[WHAT IS REQUIRED]: Change "annotate" to "label" in the rows below, from the line containing "Please annotate the mouth" through the line containing "<point>270,103</point>", and give back only those lines with nothing else altered.

[DATASET RECORDS]:
## START
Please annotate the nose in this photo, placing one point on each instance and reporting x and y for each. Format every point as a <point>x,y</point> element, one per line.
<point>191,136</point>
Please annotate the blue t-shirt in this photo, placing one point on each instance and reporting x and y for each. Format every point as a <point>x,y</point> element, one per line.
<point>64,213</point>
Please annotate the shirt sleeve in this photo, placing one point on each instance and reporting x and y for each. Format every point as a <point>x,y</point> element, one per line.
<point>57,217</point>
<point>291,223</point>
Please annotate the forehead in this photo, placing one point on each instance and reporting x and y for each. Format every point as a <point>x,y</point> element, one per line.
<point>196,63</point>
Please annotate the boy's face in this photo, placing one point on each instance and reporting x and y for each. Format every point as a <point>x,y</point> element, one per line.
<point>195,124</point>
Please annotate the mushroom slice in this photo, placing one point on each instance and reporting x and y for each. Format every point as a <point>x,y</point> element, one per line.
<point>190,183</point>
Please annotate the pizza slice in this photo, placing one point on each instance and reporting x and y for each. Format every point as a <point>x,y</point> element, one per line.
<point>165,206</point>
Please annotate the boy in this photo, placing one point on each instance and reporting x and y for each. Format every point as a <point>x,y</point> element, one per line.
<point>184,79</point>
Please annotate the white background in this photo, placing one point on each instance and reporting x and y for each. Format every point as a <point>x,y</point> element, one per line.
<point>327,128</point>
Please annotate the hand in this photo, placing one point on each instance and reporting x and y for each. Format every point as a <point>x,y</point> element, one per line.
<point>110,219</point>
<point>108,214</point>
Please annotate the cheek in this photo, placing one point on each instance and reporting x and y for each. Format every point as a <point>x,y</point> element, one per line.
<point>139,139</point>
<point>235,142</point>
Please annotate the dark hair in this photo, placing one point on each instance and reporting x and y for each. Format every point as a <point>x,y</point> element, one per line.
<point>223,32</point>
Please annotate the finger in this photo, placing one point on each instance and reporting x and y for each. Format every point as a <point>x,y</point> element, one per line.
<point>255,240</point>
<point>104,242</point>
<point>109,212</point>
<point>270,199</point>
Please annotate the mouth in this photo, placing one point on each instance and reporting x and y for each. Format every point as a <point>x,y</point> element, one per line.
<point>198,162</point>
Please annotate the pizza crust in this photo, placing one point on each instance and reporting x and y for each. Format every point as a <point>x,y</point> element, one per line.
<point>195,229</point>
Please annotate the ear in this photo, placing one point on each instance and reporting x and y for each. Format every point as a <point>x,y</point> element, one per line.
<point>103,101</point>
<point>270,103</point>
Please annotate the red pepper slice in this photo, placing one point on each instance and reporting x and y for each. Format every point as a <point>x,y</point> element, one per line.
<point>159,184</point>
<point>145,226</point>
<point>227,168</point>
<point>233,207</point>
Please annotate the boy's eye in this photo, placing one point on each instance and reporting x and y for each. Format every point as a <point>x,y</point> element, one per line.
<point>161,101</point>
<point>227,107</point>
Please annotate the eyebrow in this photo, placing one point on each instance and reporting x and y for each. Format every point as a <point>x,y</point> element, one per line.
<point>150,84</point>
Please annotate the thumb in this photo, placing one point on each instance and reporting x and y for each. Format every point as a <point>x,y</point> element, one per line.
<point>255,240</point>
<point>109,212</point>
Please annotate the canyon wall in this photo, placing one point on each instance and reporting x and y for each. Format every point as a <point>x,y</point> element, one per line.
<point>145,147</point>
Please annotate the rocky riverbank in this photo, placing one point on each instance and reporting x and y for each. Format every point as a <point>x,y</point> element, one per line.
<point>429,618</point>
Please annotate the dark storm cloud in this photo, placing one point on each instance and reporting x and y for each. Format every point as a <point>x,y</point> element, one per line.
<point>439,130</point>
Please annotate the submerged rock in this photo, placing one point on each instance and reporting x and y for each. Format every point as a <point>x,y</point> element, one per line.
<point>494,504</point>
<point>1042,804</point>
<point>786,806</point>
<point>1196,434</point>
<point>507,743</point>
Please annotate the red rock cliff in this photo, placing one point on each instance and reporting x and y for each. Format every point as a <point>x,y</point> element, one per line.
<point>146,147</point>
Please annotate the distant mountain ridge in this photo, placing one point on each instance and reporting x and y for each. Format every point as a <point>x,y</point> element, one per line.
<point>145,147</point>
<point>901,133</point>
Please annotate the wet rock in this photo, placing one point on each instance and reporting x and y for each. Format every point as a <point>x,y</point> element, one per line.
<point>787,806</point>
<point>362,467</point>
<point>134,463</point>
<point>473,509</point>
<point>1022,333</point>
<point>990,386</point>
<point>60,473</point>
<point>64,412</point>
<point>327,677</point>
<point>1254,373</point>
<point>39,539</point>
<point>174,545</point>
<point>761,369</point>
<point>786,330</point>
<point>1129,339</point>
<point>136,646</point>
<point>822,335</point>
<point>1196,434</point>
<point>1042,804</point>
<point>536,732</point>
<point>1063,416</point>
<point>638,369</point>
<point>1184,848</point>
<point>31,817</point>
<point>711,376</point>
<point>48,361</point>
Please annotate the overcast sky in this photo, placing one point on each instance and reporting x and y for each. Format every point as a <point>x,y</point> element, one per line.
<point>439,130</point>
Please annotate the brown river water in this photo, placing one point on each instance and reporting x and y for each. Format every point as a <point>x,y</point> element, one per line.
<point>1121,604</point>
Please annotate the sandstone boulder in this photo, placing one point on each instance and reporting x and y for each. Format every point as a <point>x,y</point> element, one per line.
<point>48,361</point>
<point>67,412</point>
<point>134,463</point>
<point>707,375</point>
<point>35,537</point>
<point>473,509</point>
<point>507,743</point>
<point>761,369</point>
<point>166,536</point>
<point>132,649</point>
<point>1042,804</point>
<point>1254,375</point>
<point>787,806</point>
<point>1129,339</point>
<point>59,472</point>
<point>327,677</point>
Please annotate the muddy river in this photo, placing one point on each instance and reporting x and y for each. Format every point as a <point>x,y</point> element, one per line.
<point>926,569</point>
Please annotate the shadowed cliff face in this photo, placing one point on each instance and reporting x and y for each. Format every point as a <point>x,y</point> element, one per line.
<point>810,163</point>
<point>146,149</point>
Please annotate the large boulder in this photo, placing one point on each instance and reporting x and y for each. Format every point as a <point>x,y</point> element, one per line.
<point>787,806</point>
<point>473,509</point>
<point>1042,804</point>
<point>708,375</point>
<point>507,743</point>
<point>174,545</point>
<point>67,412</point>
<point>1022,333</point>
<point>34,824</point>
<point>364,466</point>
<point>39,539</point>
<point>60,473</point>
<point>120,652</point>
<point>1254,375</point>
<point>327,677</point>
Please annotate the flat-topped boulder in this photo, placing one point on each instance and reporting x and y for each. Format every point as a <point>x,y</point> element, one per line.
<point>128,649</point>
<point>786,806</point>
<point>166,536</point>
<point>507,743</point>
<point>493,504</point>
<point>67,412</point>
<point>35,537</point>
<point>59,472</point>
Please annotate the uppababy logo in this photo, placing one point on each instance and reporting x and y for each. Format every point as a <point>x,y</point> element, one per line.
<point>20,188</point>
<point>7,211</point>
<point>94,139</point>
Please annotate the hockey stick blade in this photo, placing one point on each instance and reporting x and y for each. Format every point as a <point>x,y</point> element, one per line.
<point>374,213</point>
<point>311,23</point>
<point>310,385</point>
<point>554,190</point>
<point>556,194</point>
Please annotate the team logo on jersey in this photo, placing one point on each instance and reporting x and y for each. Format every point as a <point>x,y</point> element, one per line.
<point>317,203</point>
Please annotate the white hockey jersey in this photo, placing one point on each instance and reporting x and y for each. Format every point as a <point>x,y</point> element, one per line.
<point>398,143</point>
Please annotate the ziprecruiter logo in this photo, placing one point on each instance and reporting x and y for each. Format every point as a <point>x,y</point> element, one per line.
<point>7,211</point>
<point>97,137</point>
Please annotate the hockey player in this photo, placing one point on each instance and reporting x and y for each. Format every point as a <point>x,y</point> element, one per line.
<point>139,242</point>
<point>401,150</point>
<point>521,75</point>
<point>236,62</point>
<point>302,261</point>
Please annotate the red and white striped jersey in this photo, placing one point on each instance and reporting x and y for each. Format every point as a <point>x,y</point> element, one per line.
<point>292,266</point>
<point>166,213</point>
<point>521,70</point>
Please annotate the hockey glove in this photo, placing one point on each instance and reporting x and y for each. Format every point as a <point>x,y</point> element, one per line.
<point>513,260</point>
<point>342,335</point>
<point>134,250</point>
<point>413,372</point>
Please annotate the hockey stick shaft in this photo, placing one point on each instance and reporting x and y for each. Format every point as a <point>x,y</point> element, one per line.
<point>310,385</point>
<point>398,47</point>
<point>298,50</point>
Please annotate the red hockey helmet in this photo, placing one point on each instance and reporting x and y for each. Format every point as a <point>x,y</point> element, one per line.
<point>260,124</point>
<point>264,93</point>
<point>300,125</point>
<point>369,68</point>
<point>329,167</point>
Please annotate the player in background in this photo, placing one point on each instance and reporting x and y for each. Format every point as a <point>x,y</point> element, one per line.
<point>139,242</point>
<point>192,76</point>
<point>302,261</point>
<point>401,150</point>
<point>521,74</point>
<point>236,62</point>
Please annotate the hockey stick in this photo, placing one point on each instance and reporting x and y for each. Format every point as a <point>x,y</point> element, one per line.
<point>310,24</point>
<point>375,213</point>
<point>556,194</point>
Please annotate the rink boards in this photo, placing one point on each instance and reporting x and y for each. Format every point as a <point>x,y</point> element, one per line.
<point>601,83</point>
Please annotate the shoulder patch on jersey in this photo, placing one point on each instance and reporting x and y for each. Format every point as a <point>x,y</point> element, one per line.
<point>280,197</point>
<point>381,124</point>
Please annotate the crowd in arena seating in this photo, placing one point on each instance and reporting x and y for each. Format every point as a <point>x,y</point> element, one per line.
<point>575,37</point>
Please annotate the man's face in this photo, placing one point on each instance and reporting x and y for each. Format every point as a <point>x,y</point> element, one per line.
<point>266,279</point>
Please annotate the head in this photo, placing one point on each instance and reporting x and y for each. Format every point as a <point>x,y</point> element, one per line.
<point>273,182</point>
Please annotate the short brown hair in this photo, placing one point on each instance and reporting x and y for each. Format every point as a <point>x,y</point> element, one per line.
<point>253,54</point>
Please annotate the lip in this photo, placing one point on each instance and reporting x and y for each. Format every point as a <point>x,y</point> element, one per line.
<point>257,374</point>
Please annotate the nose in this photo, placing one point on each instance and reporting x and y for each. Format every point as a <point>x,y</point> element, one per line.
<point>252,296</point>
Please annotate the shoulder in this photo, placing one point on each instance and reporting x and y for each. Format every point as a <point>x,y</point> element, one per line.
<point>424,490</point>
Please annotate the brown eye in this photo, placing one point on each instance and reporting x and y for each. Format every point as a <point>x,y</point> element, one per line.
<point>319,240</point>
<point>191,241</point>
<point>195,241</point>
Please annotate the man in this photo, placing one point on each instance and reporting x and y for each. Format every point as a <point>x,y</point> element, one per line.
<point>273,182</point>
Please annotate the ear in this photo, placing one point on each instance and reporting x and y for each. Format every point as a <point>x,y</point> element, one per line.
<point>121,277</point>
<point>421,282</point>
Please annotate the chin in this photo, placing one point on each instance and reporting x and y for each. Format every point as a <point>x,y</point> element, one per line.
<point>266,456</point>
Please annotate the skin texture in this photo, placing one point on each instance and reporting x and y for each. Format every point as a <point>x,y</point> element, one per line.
## END
[CORRECT RESPONSE]:
Please label the mouth in this photo, placing one point on each instance and reporting x and y for each. Format every point as a <point>x,y</point> element, one per line.
<point>198,162</point>
Please label the pizza crust in this photo, placing one point on each instance and reporting x and y for each. Format every point as a <point>x,y</point> element, one per line.
<point>195,229</point>
Please label the ear in this photo, placing one point on each instance and reporting x and y for each. Format every point as a <point>x,y</point> element, one per line.
<point>103,101</point>
<point>270,103</point>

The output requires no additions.